- _Reading passage_
★ ★ ★ ★ ★ ★ ★
Chennai floods present a lesson in urban planning
Water bodies in and around Chennai have been filled up, leaving no space for rainwater to escape when it pours
The Chennai floods have thrown up some fundamental flaws in our system of urban planning. Across India, city after city has experienced floods, while some others live with the fear of impending disasters. In Mumbai, flooding was caused by wrong developments at the Bandra estuary and negligence along the Mithi river, and in Uttarakhand the disaster was caused by unplanned regional development and the unholy nexus between the land mafia and politicians. The Srinagar valley suffers from an unfortunate geographical disadvantage of being the recipient of water from an enormous watershed above the valley.
Meanwhile, in Delhi, the two governments are merrily building on the city’s flood plains, ignoring the ministry of environment, which is supposed to protect the Delhi Ridge and the Yamuna river. Calcutta’s new growth is entirely in the wetland area, creating multiple infrastructure barriers for surface water flow from the mother city, which in any case has a lower elevation than the Hooghly river. In the past decades, Bangalore’s expansion had been at the cost of an elaborate pond system in the sub-region, a majority of the scattered ponds being built upon by land sharks. The Bruhat Bangalore Development Plan came too late, while artificial land values were created by project-driven infrastructure. In other words, all our metropolitan cities have ignored watershed management and environmental planning to their own peril. This is the juncture in India’s urbanisation when thousands of crores are being poured into the urban centres, coupled with a policy shift in the Environmental Impact Assessment in order to facilitate ‘growth’ for easing the sanction process. All these are also ‘Smart Cities’, ‘AMRUT Cities’ and investment destinations for ambitious metro projects and they are identified as new growth centres of our ‘surging’ economy. In the absence of a proper National Policy for Urbanisation, our metropolitan cities are sitting ducks for all sorts of natural disasters. Spineless local planning organisations, which are subservient to their administrative and political masters, are not willing to put their technical know-how on the table, for fear of punishment transfers and mafia-induced pressures.
The Chennai floods show all these problems can surface in other Indian cities. The geography of South India demonstrates how rivulets, ponds, streams and rivers emanating from the Western Ghats flow towards the East to the Tamil Nadu coast. On the other hand, this coast is also highly vulnerable to storms, depression, tsunami and floods. Chennai is one such area where an enormous watershed finally drains into the sea through its rivers and canals. Has any regional planning exercise recognised this primary natural layer on which urban development forms the secondary layer? No. On the contrary, the watershed on the west of Chennai has been the major venue for industrialisation in corridors going up to Kanchipuram further to the west.
Traditionally the sub-region surrounding Chennai had big and small ponds connected by a working overflow system. The water was allowed to spread into fields and thousands of smaller ponds, with the entire region acting as a ‘sponge’ to absorb the excess water, supporting paddy fields and fish farming. These overflow systems and multiple canals finally find their way to lakes that surround Chennai city. Finally the rivers in Chennai absorb this flow.
★ ★ ★ ★ ★ ★ ★
- _Stated goal 1_
Turn the section of the dataset excerpt below that opens with its first line and closes with the line containing "column 92, row 702" into a numbered list, leaving out blank lines.

Dataset excerpt:
★ ★ ★ ★ ★ ★ ★
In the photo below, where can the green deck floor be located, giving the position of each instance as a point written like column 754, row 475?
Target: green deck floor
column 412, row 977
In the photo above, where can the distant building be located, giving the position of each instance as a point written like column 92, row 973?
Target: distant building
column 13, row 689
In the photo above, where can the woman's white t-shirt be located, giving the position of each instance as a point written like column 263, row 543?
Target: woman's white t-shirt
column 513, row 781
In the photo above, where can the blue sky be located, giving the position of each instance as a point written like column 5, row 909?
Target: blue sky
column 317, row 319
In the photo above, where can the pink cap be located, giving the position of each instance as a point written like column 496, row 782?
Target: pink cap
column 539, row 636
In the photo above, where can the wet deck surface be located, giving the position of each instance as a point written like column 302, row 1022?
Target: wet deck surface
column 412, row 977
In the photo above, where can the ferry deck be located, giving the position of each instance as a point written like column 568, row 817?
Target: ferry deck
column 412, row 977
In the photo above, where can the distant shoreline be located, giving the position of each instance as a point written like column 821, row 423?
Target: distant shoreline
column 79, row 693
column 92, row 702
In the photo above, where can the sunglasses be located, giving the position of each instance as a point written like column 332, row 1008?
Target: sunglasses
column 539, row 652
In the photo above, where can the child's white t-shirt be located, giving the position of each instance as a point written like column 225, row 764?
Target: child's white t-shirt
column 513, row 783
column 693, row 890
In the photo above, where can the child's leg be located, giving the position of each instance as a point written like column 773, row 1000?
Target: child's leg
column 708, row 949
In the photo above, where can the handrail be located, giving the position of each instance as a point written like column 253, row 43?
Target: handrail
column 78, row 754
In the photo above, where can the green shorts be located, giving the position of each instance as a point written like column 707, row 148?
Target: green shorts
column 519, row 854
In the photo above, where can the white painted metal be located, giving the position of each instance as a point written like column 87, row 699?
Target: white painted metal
★ ★ ★ ★ ★ ★ ★
- _Stated goal 2_
What does the piece on the Chennai floods say caused the flooding in Mumbai?

- _Exercise solution 1_
1. In the photo below, where can the green deck floor be located, giving the position of each instance as a point written like column 754, row 475?
2. Target: green deck floor
3. column 412, row 977
4. In the photo above, where can the distant building be located, giving the position of each instance as a point written like column 92, row 973?
5. Target: distant building
6. column 13, row 689
7. In the photo above, where can the woman's white t-shirt be located, giving the position of each instance as a point written like column 263, row 543?
8. Target: woman's white t-shirt
9. column 513, row 781
10. In the photo above, where can the blue sky be located, giving the position of each instance as a point written like column 5, row 909?
11. Target: blue sky
12. column 317, row 319
13. In the photo above, where can the pink cap be located, giving the position of each instance as a point written like column 496, row 782?
14. Target: pink cap
15. column 539, row 636
16. In the photo above, where can the wet deck surface be located, giving the position of each instance as a point written like column 302, row 1022?
17. Target: wet deck surface
18. column 412, row 977
19. In the photo above, where can the ferry deck be located, giving the position of each instance as a point written like column 568, row 817?
20. Target: ferry deck
21. column 412, row 977
22. In the photo above, where can the distant shoreline be located, giving the position of each instance as a point written like column 821, row 423?
23. Target: distant shoreline
24. column 79, row 693
25. column 92, row 702

- _Exercise solution 2_
Wrong developments at the Bandra estuary and negligence along the Mithi river.